Natural-language object grounding data
▶

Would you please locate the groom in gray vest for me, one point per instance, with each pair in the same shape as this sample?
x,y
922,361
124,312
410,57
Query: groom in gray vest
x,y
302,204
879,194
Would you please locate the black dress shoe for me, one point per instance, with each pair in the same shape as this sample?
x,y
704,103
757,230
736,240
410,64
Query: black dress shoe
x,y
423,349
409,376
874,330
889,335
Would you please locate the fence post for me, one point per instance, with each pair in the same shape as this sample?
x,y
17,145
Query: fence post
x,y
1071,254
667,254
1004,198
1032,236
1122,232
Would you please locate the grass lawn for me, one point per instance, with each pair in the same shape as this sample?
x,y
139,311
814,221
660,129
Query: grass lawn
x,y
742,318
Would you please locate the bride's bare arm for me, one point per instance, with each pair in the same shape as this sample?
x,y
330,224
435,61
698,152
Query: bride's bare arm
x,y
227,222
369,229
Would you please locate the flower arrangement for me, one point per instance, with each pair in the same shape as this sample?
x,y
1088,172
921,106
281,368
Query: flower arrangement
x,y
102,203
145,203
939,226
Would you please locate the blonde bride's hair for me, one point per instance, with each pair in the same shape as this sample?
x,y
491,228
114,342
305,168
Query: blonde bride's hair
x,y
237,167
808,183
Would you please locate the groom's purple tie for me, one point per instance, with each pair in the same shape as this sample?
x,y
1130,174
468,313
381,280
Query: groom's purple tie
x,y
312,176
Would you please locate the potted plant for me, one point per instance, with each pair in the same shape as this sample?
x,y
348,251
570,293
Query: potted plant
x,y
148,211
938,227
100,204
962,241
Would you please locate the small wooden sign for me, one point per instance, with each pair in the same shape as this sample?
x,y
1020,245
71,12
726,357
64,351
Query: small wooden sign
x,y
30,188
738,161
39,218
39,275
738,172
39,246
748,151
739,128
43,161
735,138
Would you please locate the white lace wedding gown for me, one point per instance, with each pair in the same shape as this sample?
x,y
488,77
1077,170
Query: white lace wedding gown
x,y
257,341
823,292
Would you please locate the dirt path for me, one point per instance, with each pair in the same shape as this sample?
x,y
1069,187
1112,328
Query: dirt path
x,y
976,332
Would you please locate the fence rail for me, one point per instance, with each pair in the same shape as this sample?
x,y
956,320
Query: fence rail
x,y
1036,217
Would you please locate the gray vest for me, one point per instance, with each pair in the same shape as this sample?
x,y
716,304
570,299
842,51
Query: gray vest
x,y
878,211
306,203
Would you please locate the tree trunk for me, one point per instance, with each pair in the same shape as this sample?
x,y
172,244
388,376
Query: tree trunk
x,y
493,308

◀

* WORK REQUEST *
The whole of the data must be given again, exactly as shown.

* ANSWER TO THIS PROBLEM *
Would you please locate the groom in gray vest for me, one point per instance, with each pair in the same shape as this sample?
x,y
922,361
124,312
410,57
Query: groom in gray vest
x,y
302,204
879,194
Would you please locate the black dress shoe for me, one point per instance, with each pair in the same shape as this sample?
x,y
704,103
757,230
736,240
410,64
Query: black dress shoe
x,y
423,349
409,376
874,330
889,335
Would you please locate the fence post for me, one point per instance, with each pair in the same shape as this sample?
x,y
17,145
Query: fence post
x,y
1071,254
667,254
1004,198
1032,236
1122,232
Would you please locate the grass lawn for me, one point per instance, with each pair in the same shape as this sample?
x,y
139,311
814,221
660,129
Query: grass lawn
x,y
742,318
Would you please locate the bride's bare arm for me, one point per instance, with each pair in the same shape as this sample?
x,y
330,224
435,61
698,152
Query: bride's bare arm
x,y
227,222
369,229
Would you please locate the flower arrangement for me, one point per instance, with each pair in the same shape as this sample?
x,y
1088,172
921,106
281,368
Query: flower arrangement
x,y
102,203
145,203
939,226
Would you please locate the blonde bride's hair for me, one point per instance, with each pair in the same shape as this sample?
x,y
491,228
114,342
305,168
Query: blonde bride's hair
x,y
237,167
808,183
Would you please locate the groom's purple tie for me, one point per instance, with each pair in the same shape as this sample?
x,y
1130,174
468,313
381,280
Query: groom's purple tie
x,y
312,176
Would you please locate the potted plant for me, one point per instance, with each pair in the same shape as this sample?
x,y
348,251
570,293
Query: potted plant
x,y
148,211
938,227
100,204
962,241
Would you please locate the small wooden sign for me, one point per instance, with each pair in the same shape as this sample?
x,y
1020,245
71,12
726,357
64,351
Query: small wooden sign
x,y
30,188
738,161
39,218
39,275
738,172
39,246
748,151
739,128
43,161
735,138
Would you please locate the white lace wedding gown for me, one point per instance, with each pair in the same shape as this sample?
x,y
488,77
1077,170
Query: white lace wedding gown
x,y
257,341
823,292
Would you please locate the dirt path for me, one point per instance, with each pair in the same shape as this sample?
x,y
1069,187
1112,328
Query: dirt path
x,y
976,332
Would you please locate the fence rail for me, one point per instance, with each pair in the same shape as this sample?
x,y
956,320
Query: fence rail
x,y
1036,217
Would you please locate the gray vest for me, one point per instance, with each pair in the same shape as this sample?
x,y
716,304
570,299
842,51
Query: gray vest
x,y
878,211
306,203
Would you please locate the tree trunk for me, one point per instance, with each pair in the same shape as this sample?
x,y
172,244
388,376
Query: tree trunk
x,y
493,308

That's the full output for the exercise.